**Assignment:** Keep every line in which "bench" occurs and drop the rest of the data.

[Records from a dataset]

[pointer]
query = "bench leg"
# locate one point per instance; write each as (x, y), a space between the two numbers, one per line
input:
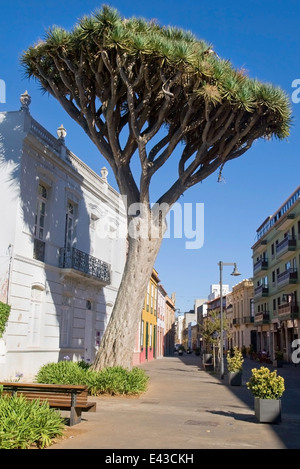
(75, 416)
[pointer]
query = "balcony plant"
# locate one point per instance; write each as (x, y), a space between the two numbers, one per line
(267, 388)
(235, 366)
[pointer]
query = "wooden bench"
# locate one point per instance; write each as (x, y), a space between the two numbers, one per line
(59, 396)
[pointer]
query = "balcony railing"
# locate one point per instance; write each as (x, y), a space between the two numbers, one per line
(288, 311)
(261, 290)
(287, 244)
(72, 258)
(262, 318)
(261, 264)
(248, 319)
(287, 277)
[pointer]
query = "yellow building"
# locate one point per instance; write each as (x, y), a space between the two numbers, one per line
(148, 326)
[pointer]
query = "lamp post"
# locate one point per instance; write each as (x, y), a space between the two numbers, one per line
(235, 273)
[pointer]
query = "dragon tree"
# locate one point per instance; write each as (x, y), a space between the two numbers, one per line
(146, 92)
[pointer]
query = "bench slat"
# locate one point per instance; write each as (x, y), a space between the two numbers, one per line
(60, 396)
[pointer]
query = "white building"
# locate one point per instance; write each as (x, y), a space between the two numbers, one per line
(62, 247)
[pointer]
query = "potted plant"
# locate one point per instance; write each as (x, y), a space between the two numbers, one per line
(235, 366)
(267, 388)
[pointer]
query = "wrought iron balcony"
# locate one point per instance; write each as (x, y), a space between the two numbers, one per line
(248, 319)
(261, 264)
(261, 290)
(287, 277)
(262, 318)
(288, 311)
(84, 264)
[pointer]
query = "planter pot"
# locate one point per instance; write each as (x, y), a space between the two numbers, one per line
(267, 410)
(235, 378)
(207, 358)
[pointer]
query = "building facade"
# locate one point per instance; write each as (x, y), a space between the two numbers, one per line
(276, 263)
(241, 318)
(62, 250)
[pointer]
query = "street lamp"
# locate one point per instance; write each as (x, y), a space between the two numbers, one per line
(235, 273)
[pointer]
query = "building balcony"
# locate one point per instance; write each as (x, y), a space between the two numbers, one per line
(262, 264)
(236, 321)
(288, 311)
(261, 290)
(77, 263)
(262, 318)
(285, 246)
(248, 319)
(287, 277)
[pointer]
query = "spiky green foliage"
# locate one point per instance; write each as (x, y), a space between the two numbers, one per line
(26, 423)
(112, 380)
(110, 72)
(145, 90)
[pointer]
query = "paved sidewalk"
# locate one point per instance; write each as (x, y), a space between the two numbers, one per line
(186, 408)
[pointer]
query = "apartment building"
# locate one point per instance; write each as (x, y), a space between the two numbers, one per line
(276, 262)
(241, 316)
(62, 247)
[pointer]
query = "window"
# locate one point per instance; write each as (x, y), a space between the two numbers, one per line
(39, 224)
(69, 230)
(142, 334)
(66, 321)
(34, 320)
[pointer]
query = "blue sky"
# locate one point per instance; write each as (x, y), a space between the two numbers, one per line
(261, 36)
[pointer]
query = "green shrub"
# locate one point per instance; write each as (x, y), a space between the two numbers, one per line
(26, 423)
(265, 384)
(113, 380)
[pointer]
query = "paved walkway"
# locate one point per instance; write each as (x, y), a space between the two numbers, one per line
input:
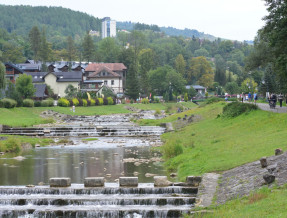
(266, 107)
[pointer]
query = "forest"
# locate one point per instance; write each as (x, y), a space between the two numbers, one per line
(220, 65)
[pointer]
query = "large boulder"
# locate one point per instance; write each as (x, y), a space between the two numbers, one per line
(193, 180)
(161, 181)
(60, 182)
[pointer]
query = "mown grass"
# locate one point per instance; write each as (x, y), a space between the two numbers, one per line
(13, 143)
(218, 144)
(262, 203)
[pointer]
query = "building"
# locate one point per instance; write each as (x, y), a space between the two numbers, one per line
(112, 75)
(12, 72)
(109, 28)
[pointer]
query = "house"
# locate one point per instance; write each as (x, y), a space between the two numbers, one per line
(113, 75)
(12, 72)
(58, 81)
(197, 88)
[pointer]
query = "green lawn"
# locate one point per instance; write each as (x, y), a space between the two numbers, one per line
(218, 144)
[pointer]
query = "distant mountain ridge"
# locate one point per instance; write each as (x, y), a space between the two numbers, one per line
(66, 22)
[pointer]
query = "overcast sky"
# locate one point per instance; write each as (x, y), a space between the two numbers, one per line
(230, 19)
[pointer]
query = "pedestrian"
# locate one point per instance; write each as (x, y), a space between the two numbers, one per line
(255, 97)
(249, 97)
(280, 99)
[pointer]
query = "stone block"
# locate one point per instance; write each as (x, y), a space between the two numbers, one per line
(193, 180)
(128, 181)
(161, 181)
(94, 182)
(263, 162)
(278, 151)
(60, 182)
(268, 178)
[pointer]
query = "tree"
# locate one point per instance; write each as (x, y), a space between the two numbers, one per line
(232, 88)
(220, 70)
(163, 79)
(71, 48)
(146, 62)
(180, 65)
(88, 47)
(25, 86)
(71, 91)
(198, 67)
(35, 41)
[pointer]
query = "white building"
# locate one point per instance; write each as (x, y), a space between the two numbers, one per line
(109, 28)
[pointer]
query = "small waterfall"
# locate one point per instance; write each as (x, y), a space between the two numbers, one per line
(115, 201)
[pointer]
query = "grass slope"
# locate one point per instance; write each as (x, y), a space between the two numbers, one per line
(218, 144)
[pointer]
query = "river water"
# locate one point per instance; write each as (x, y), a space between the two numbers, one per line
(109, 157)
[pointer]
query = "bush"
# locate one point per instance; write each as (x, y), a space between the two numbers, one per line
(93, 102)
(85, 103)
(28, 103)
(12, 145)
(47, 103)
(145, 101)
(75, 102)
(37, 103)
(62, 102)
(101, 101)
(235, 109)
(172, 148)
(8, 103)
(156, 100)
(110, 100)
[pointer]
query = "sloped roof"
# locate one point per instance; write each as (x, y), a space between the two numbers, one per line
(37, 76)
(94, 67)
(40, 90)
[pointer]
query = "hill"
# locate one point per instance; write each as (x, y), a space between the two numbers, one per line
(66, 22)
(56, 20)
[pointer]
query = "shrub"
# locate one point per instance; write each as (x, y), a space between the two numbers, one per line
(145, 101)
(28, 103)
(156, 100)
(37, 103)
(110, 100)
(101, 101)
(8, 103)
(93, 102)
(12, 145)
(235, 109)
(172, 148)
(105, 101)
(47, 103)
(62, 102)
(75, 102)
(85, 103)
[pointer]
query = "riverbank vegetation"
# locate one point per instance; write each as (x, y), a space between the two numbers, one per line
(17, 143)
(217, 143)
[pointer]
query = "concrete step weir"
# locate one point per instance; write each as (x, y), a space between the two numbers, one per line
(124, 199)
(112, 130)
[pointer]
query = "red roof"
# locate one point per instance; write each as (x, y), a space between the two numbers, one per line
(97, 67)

**Response box:**
query = "bench leg"
query = "wooden bench"
query = "bench slat"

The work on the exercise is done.